— EXERCISE —
Images are not part of the copy; transcribe all the data exactly.

==================================================

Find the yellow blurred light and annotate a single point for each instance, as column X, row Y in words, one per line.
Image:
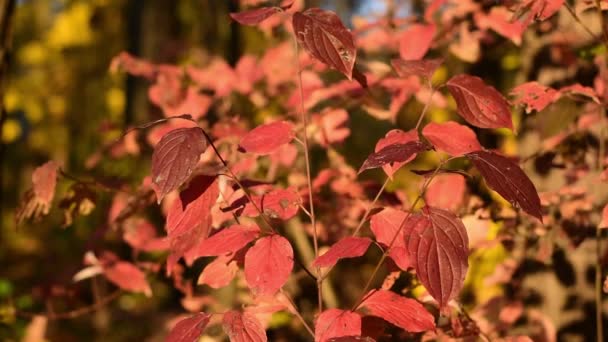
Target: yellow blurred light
column 56, row 105
column 71, row 27
column 32, row 53
column 11, row 131
column 11, row 100
column 115, row 100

==================================================

— EXERCISE SOLUTION —
Find the yellow blurred light and annotate a single point for each instance, as column X, row Y in words, one per line.
Image:
Target: yellow blurred light
column 56, row 105
column 71, row 27
column 32, row 53
column 11, row 131
column 11, row 100
column 115, row 100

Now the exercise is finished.